## DIRECTIONS FOR THIS TASK
Return the material below in full and exactly.

## Dataset rows
______________________________

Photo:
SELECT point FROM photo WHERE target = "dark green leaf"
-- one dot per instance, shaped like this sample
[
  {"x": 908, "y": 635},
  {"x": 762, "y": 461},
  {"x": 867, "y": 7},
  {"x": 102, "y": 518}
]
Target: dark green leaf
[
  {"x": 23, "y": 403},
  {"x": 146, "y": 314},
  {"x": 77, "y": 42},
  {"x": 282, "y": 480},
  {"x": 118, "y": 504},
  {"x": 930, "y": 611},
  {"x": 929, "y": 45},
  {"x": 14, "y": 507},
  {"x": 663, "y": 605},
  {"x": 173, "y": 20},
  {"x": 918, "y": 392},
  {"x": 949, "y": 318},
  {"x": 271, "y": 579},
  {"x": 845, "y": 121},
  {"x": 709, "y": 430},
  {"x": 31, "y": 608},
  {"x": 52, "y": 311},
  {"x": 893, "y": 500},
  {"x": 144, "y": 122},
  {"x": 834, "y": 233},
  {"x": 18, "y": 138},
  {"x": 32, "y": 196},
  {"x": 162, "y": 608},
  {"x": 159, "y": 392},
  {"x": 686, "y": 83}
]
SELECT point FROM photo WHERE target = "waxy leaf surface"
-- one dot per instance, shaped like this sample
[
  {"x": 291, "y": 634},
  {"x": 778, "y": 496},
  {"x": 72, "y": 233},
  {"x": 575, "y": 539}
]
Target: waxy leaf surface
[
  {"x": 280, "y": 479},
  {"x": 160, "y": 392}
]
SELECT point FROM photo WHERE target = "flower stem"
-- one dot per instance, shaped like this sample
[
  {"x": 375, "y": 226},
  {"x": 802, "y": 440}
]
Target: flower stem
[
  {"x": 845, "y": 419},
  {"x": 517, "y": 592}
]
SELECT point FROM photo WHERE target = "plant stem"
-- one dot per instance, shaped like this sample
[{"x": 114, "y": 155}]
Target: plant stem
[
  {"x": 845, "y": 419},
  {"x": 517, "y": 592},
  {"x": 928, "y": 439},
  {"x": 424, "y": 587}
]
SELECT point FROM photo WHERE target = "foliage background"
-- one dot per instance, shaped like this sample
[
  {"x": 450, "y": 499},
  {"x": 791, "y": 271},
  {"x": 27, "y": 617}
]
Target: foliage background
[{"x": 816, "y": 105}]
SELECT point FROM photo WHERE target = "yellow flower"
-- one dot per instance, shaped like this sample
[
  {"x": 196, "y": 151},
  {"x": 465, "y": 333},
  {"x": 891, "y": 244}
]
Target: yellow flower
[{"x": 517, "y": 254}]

______________________________

## REPLY
Photo:
SELECT point FROM photo WHERE target = "dark green leaf"
-- one dot per instance, shaped like this sample
[
  {"x": 908, "y": 635},
  {"x": 762, "y": 461},
  {"x": 867, "y": 7},
  {"x": 102, "y": 518}
]
Target: dark green leaf
[
  {"x": 23, "y": 403},
  {"x": 146, "y": 314},
  {"x": 77, "y": 42},
  {"x": 282, "y": 480},
  {"x": 118, "y": 504},
  {"x": 930, "y": 611},
  {"x": 929, "y": 45},
  {"x": 14, "y": 507},
  {"x": 663, "y": 605},
  {"x": 173, "y": 20},
  {"x": 918, "y": 392},
  {"x": 949, "y": 318},
  {"x": 271, "y": 579},
  {"x": 845, "y": 121},
  {"x": 709, "y": 430},
  {"x": 31, "y": 608},
  {"x": 52, "y": 311},
  {"x": 893, "y": 500},
  {"x": 144, "y": 122},
  {"x": 834, "y": 233},
  {"x": 18, "y": 138},
  {"x": 32, "y": 196},
  {"x": 162, "y": 608},
  {"x": 159, "y": 392},
  {"x": 686, "y": 83}
]
SELECT point FROM photo WHERE target = "waxy leaf surface"
-- one dot per instance, shaped like this sample
[
  {"x": 291, "y": 634},
  {"x": 778, "y": 496},
  {"x": 72, "y": 233},
  {"x": 575, "y": 539}
]
Target: waxy leaf surface
[
  {"x": 280, "y": 479},
  {"x": 160, "y": 392}
]
SELECT point FROM photo WHERE target = "flower stem"
-- one dot per instance, shaped like this sample
[
  {"x": 375, "y": 226},
  {"x": 802, "y": 440}
]
Target: flower stem
[
  {"x": 845, "y": 419},
  {"x": 517, "y": 592}
]
SELECT point FROM photo WHERE target = "plant stem"
-- one dot per instance, shaped like this sample
[{"x": 114, "y": 155}]
Target: plant stem
[
  {"x": 845, "y": 419},
  {"x": 517, "y": 592},
  {"x": 928, "y": 439},
  {"x": 424, "y": 587}
]
SELECT point FROM photo WHERE target = "foliage background"
-- one dot per instance, shaped like this sample
[
  {"x": 450, "y": 499},
  {"x": 791, "y": 271},
  {"x": 27, "y": 617}
]
Target: foliage background
[{"x": 816, "y": 105}]
SELECT point FROM photo WHERE target = "yellow flower"
-- one dot per instance, shaped like this sample
[
  {"x": 196, "y": 151},
  {"x": 465, "y": 333},
  {"x": 891, "y": 244}
]
Target: yellow flower
[{"x": 517, "y": 254}]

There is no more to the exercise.